Make an exact copy of every record that follows.
Top of RAW DATA
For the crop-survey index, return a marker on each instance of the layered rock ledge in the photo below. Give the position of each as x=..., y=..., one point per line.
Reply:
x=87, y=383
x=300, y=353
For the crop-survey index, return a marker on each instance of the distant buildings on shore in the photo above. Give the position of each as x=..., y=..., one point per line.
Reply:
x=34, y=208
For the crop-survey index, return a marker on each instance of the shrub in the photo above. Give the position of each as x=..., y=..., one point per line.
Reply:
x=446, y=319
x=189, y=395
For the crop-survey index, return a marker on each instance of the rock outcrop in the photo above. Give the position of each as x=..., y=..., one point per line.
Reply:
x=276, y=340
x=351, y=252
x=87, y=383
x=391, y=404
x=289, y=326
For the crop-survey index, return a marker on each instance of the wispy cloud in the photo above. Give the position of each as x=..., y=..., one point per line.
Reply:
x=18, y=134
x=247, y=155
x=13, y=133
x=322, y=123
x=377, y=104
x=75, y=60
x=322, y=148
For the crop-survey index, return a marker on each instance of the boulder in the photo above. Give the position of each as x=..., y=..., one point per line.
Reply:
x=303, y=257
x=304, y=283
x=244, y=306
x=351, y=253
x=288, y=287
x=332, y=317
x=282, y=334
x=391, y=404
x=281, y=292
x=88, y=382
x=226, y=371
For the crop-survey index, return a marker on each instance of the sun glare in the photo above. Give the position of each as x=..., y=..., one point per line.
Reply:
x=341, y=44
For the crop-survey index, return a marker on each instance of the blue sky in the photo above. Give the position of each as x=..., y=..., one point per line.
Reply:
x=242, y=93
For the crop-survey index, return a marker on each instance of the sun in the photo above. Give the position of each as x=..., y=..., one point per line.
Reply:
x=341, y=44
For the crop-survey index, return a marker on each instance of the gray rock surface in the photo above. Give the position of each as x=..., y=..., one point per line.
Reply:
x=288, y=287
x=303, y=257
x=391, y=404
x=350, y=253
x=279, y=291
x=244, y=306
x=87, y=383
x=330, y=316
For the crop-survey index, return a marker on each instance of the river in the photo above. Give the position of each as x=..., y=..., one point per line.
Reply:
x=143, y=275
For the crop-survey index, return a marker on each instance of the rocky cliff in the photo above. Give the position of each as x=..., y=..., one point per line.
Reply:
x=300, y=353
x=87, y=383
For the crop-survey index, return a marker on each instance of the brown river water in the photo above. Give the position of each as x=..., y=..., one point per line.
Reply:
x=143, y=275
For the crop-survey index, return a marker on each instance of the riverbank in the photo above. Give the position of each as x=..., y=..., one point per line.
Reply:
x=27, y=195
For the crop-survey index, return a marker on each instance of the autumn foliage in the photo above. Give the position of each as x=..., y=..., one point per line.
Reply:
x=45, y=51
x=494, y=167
Bottom of RAW DATA
■ ANSWER FOR THE TASK:
For the crop-survey index, return a marker on each instance of the layered rock ledge in the photo below. Give the position of each as x=..., y=..., one point per line.
Reply:
x=87, y=383
x=300, y=353
For the crop-survey index, return a marker on each instance of the distant buildings on shore in the photo above. Give the position of each as x=..., y=..., one point per line.
Reply:
x=34, y=208
For the crop-survey index, return a marker on each instance of the shrub in the photo above. Give the position of each as x=..., y=..., one point per line.
Reply:
x=446, y=319
x=189, y=395
For the crop-survey index, return a marker on each instance of the rock outcrop in the photo above. Give the position of each as x=..., y=..., one point per line.
Reply:
x=276, y=340
x=351, y=252
x=87, y=383
x=391, y=404
x=289, y=326
For the crop-survey index, return a marker on each instance of the wispy cloud in the photo above. Give the position of each as x=..., y=..., one point per line.
Reply:
x=18, y=134
x=247, y=155
x=13, y=133
x=322, y=123
x=377, y=104
x=75, y=60
x=322, y=148
For the crop-survey index, return a marker on each instance of the boulder in the photo above. Give the position of each as x=..., y=..., one point per line.
Reply:
x=303, y=257
x=304, y=283
x=244, y=306
x=351, y=253
x=288, y=287
x=332, y=317
x=282, y=334
x=391, y=404
x=281, y=292
x=88, y=382
x=226, y=371
For the crop-survey index, return a marker on each instance of the sun glare in the photo above. Give the position of each as x=..., y=..., one point per line.
Reply:
x=341, y=44
For the crop-survey index, return a marker on each instance of the blue sky in the photo above. Give the position of each as x=..., y=..., one point per line.
Reply:
x=242, y=93
For the crop-survey index, return a marker on each instance of the sun in the photo above. Give the position of each as x=..., y=..., one point per line.
Reply:
x=341, y=44
For the crop-survey index, return a marker on each instance of the gray rock surface in the photo above. Give the position of each as x=..., y=..., one point per line.
Reply:
x=288, y=287
x=303, y=257
x=391, y=404
x=350, y=253
x=279, y=291
x=244, y=306
x=87, y=383
x=330, y=316
For the crop-survey index, return a marker on each instance of the river in the photo above. Give the position of each as x=..., y=..., one point per line.
Reply:
x=143, y=275
For the crop-survey index, return a marker on each instance of the rocky cliff in the photo above. Give the position of each as x=..., y=..., one point per line.
Reply:
x=300, y=353
x=87, y=383
For the crop-survey index, return a marker on each instance of the brown river water in the photo above. Give the position of each as x=..., y=..., one point per line.
Reply:
x=143, y=275
For the crop-survey index, return a marker on each instance of the riverbank in the photo above. Give the position of each as x=..., y=..., one point per line.
Reply:
x=27, y=195
For the crop-survey index, return a marker on each instance of the autumn foliage in the photo above. Give the position of each as x=..., y=..., one point per line.
Reply:
x=45, y=51
x=494, y=167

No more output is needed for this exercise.